- Exercise task: According to the forum thread below about a pit bull BBQ and camping meetup, how long can you camp with your dog in the BSL area before you need a permit?

# GoPitBull BBQ & Camping?



## BedlamBully (Jun 6, 2008)

Would be fun to do a bully BBQ with the forum sometime. I doubt I could make anything happen this year but perhaps for next year we would find a good neutral location and invade the camp ground and just get to know everyone and their dogs.

Thoughts?


----------



## woodpro1102 (Oct 20, 2007)

Im down. My older has nipped a few times (never happened in almost four years) is she still welcome? I ALWAYS have her under control and she really is the sweetest dog. Can you imagine what people would think at the campground with 100 pitties around lol. Is it illegal to bring a dog to a town with BSL or just illegal to live there with one? If we can we should do it in a small town is BSL just to show them whats really up the our breed. Yes, I said our breed.

Alex


----------



## BedlamBully (Jun 6, 2008)

The way it works here you can camp with your dog for three days, but after that you have to get a permit in the BSL area.

ALL dogs would be welcome it would be up to the handlers to keep them undercontrol though.


----------



## woodpro1102 (Oct 20, 2007)

Sounds good 3 days it is. The only thing im worried about is someone keeping me under control. Yea, ive seen all you women in the pics threads


----------



## BedlamBully (Jun 6, 2008)

I would say no to the BSL area  If there is going to be a large group.Accidents DO happen and I don't want them happening somewhere where they are already biased.


----------



## woodpro1102 (Oct 20, 2007)

Thats true, didnt think of it like that. I wouldnt want to end up biting one of you or something and have it end up in the news that it was one of the dogs.

edit* Looks like we will be the only ones camping.


----------



## BedlamBully (Jun 6, 2008)

I guess lol. LIke I said would put something together for next year but it would be fun nonetheless.


----------



## woodpro1102 (Oct 20, 2007)

Yea for sure. Lets make it happen.


----------

- Supplied information:
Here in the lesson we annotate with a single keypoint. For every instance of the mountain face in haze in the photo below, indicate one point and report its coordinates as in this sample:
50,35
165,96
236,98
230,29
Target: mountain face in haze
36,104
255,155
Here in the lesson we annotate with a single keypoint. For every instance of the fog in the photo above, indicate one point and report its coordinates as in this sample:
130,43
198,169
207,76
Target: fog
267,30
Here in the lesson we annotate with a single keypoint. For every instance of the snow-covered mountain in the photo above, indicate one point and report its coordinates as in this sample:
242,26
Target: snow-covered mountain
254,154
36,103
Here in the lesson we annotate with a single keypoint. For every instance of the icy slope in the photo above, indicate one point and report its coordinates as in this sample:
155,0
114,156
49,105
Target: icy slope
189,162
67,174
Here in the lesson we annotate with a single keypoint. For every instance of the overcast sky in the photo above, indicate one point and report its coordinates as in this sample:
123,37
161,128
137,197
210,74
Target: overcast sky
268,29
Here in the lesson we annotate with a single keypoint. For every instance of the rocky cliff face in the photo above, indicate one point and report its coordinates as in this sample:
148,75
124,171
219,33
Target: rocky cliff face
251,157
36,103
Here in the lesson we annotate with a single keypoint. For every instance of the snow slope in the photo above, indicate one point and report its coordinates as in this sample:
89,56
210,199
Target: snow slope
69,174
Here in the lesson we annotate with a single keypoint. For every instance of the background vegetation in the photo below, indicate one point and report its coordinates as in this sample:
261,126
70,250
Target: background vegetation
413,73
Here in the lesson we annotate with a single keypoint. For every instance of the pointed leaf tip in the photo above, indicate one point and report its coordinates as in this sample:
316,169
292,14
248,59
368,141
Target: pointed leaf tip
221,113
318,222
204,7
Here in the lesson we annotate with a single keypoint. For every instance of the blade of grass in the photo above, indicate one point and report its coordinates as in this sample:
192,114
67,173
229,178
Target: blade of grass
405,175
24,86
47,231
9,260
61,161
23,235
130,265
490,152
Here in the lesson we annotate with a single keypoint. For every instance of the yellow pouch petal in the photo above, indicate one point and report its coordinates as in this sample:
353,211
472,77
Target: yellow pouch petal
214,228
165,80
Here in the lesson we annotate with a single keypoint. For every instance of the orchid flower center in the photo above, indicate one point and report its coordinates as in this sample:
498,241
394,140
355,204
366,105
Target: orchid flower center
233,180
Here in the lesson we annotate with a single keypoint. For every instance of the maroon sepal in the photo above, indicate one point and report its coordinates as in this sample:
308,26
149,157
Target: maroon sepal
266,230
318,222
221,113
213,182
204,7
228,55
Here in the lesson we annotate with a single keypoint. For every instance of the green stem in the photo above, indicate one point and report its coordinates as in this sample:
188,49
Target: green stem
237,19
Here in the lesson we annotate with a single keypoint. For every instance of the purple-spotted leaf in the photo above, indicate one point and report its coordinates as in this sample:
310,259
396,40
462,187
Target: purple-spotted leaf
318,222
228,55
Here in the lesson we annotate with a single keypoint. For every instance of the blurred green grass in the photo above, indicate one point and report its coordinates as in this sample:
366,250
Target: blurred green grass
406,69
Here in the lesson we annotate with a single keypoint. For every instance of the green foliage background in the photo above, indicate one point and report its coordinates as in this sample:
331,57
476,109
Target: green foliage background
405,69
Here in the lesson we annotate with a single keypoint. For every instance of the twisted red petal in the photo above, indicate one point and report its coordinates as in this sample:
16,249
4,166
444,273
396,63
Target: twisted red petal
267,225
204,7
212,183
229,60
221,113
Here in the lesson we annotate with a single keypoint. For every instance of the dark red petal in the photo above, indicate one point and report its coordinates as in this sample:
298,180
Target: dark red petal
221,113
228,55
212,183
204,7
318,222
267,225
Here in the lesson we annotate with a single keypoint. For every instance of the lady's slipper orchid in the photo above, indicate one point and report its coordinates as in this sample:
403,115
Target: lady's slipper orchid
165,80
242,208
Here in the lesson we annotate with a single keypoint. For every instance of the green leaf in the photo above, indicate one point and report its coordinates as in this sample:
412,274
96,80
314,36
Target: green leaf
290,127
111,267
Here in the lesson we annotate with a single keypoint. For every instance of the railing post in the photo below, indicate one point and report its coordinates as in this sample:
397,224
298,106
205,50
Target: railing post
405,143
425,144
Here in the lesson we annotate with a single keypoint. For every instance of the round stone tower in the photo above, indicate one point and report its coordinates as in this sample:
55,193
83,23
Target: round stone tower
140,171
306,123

- Expected answer: Three days.